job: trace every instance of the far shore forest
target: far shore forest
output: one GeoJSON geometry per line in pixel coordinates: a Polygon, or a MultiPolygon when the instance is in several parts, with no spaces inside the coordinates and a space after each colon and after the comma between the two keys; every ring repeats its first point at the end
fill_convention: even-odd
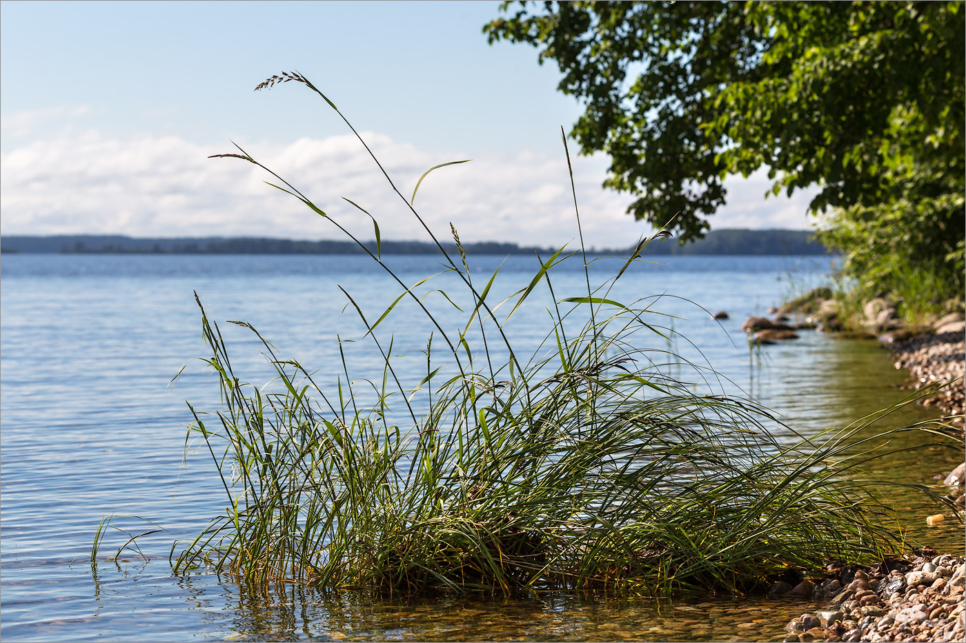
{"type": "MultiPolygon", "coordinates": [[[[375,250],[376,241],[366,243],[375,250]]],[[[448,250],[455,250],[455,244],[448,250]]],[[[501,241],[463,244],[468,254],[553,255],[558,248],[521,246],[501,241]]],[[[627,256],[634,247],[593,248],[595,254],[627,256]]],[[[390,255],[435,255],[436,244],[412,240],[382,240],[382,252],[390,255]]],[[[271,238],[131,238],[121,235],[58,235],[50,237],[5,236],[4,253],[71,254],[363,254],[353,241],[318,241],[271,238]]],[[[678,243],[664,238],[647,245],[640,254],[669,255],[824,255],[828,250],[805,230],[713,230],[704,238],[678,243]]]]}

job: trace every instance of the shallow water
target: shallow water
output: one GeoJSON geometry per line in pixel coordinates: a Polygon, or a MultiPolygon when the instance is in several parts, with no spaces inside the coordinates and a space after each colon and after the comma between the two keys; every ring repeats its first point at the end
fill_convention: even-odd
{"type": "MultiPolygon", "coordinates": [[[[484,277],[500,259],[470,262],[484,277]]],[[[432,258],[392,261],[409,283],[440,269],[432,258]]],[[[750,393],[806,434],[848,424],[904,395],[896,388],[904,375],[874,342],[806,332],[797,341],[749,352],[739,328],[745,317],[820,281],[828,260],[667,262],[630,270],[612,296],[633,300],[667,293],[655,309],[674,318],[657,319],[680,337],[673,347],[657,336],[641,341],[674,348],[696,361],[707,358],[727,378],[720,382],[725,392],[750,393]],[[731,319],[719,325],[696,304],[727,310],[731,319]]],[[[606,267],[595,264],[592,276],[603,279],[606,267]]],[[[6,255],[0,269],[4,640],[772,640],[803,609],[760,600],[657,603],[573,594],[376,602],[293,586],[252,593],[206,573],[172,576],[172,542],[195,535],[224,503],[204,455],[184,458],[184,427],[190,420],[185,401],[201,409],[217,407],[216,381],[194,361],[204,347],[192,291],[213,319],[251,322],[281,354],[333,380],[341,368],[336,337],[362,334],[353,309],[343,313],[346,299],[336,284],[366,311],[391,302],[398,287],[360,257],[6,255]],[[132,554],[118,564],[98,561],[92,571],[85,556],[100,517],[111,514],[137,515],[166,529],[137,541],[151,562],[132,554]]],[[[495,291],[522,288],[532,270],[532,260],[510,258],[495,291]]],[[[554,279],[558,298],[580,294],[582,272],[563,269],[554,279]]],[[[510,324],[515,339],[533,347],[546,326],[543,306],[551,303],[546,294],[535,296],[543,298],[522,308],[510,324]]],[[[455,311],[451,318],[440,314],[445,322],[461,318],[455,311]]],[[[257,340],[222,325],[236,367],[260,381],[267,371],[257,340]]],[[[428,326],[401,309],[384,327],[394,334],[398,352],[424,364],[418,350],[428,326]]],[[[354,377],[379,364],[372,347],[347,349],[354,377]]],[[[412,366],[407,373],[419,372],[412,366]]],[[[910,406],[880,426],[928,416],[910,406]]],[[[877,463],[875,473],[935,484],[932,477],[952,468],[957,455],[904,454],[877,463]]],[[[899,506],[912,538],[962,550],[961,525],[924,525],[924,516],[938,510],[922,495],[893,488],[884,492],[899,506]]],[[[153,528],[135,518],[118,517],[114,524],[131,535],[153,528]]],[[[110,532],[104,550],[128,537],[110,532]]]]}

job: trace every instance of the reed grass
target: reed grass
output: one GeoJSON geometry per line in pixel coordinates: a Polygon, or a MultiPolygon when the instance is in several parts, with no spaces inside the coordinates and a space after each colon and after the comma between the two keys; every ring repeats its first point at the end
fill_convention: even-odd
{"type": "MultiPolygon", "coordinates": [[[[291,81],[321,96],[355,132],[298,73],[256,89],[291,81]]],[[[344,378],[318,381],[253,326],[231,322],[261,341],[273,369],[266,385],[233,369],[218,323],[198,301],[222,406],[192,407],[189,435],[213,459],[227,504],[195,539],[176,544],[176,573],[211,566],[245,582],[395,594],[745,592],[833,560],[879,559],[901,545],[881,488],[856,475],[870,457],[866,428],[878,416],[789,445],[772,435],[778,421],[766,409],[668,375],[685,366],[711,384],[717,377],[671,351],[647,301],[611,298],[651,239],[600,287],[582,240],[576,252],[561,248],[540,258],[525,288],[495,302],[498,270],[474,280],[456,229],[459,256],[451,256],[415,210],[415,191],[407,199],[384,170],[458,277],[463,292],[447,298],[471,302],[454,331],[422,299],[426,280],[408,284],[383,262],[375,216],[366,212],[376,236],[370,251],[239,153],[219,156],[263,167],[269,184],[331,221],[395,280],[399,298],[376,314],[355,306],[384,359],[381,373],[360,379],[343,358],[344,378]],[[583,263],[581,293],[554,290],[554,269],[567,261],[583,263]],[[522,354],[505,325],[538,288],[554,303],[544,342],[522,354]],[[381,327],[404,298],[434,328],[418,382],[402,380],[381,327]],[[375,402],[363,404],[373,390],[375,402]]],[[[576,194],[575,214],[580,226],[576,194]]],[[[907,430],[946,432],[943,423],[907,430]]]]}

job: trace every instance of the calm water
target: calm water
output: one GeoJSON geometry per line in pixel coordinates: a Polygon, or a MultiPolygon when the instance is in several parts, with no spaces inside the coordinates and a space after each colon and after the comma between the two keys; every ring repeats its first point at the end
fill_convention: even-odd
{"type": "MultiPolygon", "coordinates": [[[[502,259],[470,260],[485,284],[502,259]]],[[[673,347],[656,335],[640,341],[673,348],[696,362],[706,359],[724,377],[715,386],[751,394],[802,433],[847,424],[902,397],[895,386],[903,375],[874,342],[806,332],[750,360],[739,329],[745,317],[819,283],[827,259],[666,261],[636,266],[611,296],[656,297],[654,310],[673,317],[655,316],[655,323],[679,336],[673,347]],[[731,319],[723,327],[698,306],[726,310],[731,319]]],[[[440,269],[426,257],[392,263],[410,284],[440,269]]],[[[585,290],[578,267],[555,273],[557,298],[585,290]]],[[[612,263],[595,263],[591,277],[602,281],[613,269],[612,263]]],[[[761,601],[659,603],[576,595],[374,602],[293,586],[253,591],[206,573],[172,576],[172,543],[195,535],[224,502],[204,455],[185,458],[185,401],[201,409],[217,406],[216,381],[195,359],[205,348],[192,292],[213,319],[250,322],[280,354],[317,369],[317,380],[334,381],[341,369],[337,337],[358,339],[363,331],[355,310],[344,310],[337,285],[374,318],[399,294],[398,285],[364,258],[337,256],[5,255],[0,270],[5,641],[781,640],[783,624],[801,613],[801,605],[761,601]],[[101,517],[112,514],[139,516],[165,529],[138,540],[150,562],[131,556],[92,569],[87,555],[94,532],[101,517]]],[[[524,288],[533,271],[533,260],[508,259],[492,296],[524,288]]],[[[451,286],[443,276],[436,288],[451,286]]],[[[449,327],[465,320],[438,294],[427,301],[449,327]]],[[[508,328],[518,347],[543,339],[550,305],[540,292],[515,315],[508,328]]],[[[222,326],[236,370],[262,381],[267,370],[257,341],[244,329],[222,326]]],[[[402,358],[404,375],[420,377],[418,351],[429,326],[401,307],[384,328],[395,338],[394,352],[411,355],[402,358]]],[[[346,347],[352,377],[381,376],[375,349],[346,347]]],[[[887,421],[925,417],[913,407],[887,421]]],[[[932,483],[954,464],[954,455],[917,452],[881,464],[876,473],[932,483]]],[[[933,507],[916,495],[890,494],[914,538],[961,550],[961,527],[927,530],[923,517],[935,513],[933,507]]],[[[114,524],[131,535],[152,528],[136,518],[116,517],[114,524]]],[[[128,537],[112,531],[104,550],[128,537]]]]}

Task objective - Pull out every line of the rows above that contains the string "target". Case counts.

Exercise response -
target: far shore forest
target: shallow water
target: reed grass
target: calm water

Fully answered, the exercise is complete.